WORK INSTRUCTION >>
From the data below, copy exactly the lines that lie between the one holding "target: hanging red cloth" and the one holding "target: person standing in mud", including both, and nothing more.

══ SUPPLIED RECORDS ══

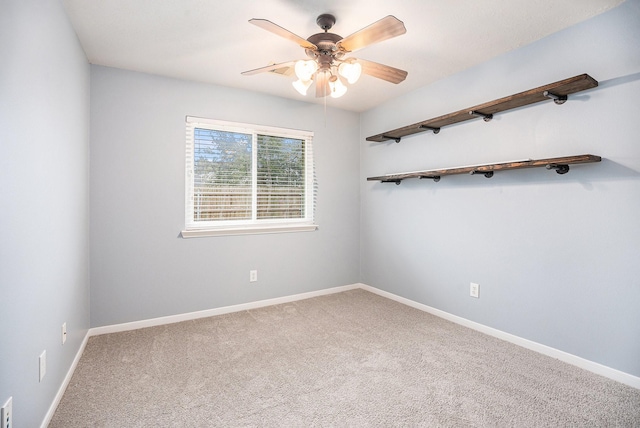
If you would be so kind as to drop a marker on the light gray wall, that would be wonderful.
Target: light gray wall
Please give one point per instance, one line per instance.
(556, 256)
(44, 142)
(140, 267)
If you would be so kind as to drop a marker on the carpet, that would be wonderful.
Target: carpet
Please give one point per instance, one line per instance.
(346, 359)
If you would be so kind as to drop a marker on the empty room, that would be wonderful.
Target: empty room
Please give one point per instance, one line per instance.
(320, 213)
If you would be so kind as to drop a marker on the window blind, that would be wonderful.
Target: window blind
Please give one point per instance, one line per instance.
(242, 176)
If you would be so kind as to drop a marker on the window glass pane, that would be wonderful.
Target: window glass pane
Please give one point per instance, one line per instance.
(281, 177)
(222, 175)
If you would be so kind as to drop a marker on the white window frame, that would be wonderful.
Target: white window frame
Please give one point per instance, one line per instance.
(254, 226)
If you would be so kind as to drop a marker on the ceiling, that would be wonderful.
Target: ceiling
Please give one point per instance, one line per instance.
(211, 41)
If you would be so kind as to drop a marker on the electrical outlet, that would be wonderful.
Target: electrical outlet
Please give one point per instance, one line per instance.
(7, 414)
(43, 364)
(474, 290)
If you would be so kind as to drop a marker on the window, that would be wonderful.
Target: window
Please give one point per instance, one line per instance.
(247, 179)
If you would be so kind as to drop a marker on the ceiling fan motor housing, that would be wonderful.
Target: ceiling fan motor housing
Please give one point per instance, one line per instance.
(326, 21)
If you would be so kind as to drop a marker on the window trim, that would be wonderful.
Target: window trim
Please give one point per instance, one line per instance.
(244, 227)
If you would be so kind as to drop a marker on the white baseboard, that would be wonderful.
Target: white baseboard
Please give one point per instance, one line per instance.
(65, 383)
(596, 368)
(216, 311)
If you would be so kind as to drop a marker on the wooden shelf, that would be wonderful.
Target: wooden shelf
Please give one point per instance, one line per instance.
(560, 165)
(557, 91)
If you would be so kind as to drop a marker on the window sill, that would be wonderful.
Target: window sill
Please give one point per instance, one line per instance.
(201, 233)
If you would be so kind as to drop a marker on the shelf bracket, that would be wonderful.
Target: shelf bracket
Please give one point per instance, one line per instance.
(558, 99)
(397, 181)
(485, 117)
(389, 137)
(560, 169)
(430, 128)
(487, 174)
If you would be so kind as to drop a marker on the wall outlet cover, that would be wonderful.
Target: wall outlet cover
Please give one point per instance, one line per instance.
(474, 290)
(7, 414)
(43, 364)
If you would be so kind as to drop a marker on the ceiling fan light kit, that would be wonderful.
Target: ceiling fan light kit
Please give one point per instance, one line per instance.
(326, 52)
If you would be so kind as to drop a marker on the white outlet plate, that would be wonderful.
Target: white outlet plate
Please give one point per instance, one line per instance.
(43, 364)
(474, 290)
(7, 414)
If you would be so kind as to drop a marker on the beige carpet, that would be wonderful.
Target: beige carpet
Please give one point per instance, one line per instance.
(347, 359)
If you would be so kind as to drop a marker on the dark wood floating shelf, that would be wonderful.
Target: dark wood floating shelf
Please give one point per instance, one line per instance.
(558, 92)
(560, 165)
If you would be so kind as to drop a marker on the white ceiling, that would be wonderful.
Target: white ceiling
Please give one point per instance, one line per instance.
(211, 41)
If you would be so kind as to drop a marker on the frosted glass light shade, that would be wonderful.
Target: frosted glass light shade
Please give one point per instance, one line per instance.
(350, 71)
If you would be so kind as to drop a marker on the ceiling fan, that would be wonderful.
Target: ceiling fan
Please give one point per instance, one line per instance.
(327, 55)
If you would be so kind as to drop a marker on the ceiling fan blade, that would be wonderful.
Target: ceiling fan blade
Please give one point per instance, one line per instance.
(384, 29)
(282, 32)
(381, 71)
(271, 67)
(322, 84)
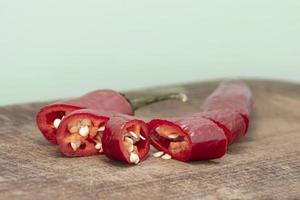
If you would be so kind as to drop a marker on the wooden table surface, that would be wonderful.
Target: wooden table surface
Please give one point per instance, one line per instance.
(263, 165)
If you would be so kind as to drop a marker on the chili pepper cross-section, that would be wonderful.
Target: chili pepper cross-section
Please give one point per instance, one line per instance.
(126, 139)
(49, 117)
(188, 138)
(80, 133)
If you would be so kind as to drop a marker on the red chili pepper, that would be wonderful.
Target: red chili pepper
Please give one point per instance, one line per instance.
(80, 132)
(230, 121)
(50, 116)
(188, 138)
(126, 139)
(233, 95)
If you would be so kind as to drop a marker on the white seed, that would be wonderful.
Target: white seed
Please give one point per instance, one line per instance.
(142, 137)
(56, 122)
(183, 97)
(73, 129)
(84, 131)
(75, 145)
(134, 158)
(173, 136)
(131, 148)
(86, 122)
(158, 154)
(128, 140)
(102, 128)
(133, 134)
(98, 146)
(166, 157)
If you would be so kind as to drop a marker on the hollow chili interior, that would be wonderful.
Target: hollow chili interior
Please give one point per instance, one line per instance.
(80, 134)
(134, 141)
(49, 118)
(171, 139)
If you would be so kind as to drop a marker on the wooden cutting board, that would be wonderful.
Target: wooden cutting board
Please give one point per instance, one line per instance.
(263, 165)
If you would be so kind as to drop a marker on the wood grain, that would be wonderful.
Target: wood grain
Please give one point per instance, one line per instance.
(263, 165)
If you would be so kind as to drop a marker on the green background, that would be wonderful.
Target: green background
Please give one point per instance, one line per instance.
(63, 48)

═══
══ SUPPLIED RECORDS ══

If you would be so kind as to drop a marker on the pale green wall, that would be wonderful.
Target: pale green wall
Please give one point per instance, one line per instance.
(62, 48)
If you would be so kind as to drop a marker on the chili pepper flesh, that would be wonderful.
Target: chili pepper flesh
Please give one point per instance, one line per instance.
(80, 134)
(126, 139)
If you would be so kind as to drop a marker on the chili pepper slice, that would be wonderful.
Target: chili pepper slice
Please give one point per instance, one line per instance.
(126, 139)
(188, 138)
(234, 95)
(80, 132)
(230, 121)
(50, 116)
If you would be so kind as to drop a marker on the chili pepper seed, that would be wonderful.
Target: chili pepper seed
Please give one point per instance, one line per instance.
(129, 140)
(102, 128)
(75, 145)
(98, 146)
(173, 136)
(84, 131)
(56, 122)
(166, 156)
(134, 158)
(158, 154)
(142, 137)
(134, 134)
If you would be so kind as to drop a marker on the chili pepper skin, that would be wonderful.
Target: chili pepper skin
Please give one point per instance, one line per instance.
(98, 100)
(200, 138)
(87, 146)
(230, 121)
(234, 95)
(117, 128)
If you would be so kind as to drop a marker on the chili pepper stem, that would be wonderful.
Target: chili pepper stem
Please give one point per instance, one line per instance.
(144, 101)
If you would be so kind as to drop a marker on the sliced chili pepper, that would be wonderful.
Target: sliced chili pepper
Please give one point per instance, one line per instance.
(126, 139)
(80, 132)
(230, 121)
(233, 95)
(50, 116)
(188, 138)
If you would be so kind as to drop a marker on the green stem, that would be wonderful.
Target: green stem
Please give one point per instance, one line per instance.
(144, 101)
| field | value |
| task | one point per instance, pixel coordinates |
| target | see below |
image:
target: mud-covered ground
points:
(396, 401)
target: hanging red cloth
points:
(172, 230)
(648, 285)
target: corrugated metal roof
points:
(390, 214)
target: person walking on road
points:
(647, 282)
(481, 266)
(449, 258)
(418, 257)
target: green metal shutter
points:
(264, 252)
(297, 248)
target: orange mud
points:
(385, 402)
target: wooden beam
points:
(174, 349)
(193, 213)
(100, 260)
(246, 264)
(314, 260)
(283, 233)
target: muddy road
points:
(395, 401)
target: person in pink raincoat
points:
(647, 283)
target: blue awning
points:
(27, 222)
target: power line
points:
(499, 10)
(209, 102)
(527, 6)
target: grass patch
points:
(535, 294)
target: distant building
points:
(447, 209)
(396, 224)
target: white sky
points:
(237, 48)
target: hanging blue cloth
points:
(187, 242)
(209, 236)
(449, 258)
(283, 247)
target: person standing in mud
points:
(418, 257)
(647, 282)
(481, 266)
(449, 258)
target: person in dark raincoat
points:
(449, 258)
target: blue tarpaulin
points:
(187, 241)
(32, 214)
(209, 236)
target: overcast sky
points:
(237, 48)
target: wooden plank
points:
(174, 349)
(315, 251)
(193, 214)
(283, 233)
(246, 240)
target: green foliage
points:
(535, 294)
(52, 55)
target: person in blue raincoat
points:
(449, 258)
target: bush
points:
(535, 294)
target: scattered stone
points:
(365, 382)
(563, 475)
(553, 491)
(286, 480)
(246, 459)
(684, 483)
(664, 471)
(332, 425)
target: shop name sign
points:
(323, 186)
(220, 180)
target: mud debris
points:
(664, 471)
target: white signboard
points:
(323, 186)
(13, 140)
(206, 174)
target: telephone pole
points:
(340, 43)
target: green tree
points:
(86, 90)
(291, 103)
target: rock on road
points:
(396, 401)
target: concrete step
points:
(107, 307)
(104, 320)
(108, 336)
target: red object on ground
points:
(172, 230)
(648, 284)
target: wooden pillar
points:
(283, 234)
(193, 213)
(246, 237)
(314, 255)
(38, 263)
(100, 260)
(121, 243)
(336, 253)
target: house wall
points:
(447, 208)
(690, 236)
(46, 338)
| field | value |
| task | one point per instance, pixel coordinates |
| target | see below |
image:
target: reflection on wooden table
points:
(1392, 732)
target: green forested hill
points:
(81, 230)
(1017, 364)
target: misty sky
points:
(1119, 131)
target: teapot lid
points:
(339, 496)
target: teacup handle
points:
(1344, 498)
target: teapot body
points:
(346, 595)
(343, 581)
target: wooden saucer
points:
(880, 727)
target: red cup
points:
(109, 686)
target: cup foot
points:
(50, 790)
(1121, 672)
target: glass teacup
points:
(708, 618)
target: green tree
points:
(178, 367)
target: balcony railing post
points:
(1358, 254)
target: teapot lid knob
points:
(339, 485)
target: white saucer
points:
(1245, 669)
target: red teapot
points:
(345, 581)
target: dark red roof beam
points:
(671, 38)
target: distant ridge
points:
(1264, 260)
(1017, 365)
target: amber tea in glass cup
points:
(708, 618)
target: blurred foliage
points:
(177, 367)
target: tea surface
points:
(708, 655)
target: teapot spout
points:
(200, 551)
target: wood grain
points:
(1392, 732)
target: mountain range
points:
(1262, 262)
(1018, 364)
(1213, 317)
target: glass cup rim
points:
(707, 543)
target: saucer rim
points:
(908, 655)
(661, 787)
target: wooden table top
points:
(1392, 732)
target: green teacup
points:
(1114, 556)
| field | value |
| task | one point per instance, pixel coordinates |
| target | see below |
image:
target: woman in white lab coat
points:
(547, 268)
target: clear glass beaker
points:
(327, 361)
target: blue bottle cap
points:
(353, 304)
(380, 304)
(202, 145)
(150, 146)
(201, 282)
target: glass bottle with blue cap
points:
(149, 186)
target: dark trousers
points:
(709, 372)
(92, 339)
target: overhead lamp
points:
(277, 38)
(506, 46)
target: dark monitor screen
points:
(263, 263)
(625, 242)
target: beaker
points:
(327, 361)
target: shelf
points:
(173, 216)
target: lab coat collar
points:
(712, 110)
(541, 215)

═══
══ SUPPLIED RECORDS ══

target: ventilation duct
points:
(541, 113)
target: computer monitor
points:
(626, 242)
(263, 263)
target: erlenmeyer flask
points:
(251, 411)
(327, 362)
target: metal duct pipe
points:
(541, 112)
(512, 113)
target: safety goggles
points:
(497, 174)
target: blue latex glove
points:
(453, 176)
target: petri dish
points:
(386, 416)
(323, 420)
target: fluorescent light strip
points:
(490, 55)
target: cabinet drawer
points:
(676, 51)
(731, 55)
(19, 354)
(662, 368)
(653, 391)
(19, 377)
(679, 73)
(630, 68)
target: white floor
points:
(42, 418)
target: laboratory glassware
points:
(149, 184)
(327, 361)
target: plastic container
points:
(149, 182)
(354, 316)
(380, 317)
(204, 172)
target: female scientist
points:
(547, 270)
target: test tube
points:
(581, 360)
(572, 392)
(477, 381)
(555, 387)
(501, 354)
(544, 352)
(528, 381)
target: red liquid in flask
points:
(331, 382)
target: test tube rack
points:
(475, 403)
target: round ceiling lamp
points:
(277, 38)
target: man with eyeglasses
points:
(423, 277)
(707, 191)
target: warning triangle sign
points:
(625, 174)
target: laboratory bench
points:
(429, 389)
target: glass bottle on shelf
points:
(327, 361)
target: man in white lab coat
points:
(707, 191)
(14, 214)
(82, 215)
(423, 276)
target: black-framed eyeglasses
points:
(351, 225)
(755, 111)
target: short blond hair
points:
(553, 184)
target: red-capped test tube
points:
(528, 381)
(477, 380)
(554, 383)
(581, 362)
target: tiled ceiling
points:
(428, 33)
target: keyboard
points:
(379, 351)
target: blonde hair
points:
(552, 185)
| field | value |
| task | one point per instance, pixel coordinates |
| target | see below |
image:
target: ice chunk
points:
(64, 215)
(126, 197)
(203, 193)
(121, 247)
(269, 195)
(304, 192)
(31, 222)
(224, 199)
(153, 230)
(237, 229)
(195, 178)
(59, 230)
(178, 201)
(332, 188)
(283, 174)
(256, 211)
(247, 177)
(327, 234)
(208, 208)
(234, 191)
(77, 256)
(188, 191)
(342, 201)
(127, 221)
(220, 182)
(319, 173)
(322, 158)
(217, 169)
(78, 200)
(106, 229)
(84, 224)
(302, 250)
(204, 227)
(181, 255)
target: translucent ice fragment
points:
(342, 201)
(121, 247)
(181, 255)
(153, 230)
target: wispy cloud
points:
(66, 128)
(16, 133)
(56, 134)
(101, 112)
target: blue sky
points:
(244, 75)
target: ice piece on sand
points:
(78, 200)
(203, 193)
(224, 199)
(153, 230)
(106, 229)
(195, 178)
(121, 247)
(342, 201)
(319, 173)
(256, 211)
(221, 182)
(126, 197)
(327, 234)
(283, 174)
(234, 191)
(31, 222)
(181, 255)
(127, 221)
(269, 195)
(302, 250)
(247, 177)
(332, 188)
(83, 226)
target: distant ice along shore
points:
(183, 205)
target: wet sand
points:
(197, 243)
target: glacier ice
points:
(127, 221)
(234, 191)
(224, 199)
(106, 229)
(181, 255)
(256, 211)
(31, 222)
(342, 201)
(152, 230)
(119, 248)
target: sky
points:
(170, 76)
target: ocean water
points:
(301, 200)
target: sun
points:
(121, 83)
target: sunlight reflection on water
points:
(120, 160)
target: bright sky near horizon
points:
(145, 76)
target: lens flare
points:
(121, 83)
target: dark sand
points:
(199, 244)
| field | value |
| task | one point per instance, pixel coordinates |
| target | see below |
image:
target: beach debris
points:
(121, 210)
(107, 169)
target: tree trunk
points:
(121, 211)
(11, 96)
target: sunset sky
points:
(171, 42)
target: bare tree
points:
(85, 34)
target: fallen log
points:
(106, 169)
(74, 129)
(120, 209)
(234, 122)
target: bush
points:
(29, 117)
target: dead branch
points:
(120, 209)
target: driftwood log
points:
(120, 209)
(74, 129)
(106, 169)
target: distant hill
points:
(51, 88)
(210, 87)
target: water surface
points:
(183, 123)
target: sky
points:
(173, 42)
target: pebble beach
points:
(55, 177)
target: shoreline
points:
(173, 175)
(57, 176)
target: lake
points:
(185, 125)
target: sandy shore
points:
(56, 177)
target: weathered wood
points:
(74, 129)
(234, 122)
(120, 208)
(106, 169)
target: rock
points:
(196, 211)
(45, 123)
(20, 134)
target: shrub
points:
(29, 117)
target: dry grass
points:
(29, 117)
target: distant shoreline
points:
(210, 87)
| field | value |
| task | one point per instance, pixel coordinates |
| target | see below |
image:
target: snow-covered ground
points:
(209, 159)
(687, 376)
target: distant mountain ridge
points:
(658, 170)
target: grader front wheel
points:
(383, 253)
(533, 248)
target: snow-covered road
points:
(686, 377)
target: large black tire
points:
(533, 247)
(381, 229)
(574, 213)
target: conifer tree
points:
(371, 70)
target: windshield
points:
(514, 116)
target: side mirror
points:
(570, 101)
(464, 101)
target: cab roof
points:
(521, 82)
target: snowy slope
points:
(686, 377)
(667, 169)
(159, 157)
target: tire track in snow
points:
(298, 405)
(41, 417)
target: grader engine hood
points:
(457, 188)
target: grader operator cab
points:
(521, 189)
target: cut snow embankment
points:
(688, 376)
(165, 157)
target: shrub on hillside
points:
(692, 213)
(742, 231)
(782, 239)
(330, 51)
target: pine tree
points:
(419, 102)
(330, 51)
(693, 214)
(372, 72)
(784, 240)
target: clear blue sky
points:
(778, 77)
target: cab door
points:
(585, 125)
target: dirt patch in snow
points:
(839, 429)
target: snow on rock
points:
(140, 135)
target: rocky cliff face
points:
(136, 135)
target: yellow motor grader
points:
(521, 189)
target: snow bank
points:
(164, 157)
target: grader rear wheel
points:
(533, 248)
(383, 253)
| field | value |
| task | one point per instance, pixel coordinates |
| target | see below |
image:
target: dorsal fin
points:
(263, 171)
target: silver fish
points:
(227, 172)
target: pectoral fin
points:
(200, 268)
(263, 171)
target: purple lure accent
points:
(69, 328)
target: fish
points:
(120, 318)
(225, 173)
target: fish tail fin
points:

═══

RESPONSE BELOW >>
target: hanging red cloth
points:
(172, 230)
(648, 285)
target: corrugated metal roof
points:
(390, 214)
target: person walking on road
points:
(647, 282)
(481, 266)
(449, 258)
(418, 257)
target: green metal shutter
points:
(264, 252)
(297, 248)
target: orange mud
points:
(385, 402)
target: wooden beam
points:
(174, 349)
(193, 213)
(100, 260)
(246, 264)
(314, 260)
(283, 233)
target: muddy road
points:
(395, 401)
target: person in pink raincoat
points:
(647, 283)
target: blue awning
points:
(27, 222)
target: power line
points:
(499, 10)
(209, 102)
(527, 6)
target: grass patch
points:
(535, 294)
target: distant building
points:
(447, 209)
(396, 224)
target: white sky
points:
(237, 48)
target: hanging blue cloth
points:
(187, 242)
(209, 236)
(449, 258)
(283, 247)
target: person standing in mud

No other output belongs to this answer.